> _Given problem_:
Can you reproduce the items below with every "named target" changed to "named object" and nothing else altered?

****************

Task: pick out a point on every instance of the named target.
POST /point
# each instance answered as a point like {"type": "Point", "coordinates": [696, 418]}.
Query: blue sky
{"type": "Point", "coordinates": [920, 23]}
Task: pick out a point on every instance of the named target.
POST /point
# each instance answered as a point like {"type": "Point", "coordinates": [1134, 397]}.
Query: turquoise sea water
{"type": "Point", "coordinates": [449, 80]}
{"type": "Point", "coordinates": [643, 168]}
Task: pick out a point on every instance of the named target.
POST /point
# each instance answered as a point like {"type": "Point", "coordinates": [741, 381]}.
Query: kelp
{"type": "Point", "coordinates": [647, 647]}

****************

> _Output_:
Task: pick out a point on every instance of the named object.
POST /point
# each instance answered as a point like {"type": "Point", "coordinates": [696, 418]}.
Query: blue sky
{"type": "Point", "coordinates": [920, 23]}
Task: pick out a point on every instance of the named object.
POST /point
# each instance answered as a point like {"type": "Point", "coordinates": [1134, 397]}.
Query: turquoise sea water
{"type": "Point", "coordinates": [449, 80]}
{"type": "Point", "coordinates": [643, 168]}
Task: pick out a point on every instance of the named object.
POST /point
# each instance answered as a point like {"type": "Point", "coordinates": [741, 381]}.
Query: kelp
{"type": "Point", "coordinates": [647, 647]}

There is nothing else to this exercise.